- **REQUEST**:
Copy out every one of the items below with "Mark each instance with a point" replaced by "Put a point on every instance" and nothing else changed. Don't include the pictures in your answer.

Photo object pointing items

┌──

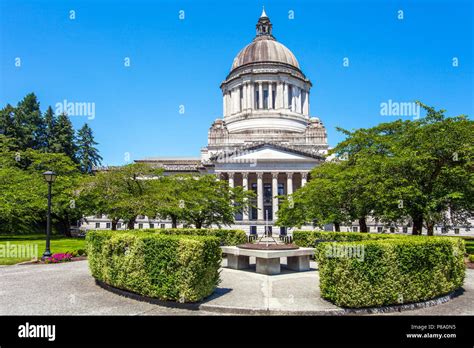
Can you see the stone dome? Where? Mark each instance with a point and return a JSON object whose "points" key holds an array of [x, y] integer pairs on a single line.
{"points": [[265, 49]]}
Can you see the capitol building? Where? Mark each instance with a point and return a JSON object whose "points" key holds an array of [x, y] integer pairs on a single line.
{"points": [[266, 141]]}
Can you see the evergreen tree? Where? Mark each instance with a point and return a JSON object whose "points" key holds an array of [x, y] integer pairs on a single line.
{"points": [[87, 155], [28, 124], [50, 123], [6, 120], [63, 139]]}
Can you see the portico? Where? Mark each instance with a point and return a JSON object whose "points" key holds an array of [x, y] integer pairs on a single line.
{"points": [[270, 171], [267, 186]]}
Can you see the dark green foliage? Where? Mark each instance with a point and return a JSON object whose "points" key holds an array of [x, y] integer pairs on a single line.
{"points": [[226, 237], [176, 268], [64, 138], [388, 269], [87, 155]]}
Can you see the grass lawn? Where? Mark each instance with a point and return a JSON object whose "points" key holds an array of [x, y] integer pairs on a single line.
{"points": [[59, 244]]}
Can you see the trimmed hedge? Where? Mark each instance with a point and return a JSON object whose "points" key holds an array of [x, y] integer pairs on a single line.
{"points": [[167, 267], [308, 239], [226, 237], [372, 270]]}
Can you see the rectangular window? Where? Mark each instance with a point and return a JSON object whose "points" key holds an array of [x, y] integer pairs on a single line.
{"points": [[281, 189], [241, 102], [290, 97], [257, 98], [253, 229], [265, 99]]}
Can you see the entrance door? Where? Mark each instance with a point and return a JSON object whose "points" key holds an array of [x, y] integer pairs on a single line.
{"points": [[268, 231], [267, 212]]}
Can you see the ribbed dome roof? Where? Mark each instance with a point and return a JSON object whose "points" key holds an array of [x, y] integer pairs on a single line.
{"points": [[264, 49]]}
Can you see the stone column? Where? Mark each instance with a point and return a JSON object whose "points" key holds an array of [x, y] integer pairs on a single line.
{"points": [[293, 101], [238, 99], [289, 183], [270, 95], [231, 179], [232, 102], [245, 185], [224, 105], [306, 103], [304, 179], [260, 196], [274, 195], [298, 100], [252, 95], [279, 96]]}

└──

- **FULL SOLUTION**:
Can you see the stone dome? Where? Put a point on every instance and return a JSON object whose "points" key holds an array of [x, y] integer pairs on a single line.
{"points": [[265, 49]]}
Can you see the capitol building? Where? Put a point on every instance and return a JSON object whose "points" key holds an array of [x, y] integer pairs on a single line.
{"points": [[266, 141]]}
Can you see the evergreen tree? Where? Put a point on every instance and return a JSON object whose "points" key holds an array of [x, y] integer pairs on a single line.
{"points": [[87, 155], [28, 124], [50, 123], [6, 120], [63, 139]]}
Can you see the portico? Where? Put a point on every instance and return a JSON object whose "points" key holds an array of [x, y] integer pairs on a single line.
{"points": [[270, 171], [267, 186]]}
Can you see the dark green foliage? Where? Put a point on every instance and return a JSON object whose "points" key holds an array of [x, y] integer pairs on a single line.
{"points": [[226, 237], [176, 268], [64, 138], [388, 269], [87, 155]]}
Can you see the grass lawn? Where? Put a point on every instance and return a JSON object whose "points" key holds an array of [x, y] integer pairs on a single line.
{"points": [[59, 244]]}
Can you see the trimmed hedge? Where? Put a point on every instance and return a JSON object whose "points" key holds an array of [x, y] integer pairs on a single line.
{"points": [[167, 267], [308, 239], [226, 237], [372, 270]]}
Can you see the rectangular window? Where? Put a point on every instance and return a JSON object whose "points" key holds an array of [x, y] integer pairs on a single line.
{"points": [[281, 189], [241, 102], [290, 97], [257, 98], [253, 229], [265, 99]]}
Can you see the entrance door? Where? Put a point on every instance and return a JSON object whose "points" key holds an array of [x, y] integer pairs on a single line.
{"points": [[268, 231], [267, 212]]}
Can you see the ribbed dome roof? Where? Put a point on every instance and return a JSON object whose "points" key holds an array of [x, y] integer pairs on a single line.
{"points": [[264, 49]]}
Can you see the stone column? Where? Put a point on every instance and return a JSON object whose "points" key holds an array of [x, y] integer pairs on a single line.
{"points": [[293, 101], [238, 99], [289, 183], [270, 95], [231, 179], [232, 102], [245, 185], [224, 105], [306, 103], [304, 179], [260, 196], [274, 195], [298, 100], [252, 95], [279, 96]]}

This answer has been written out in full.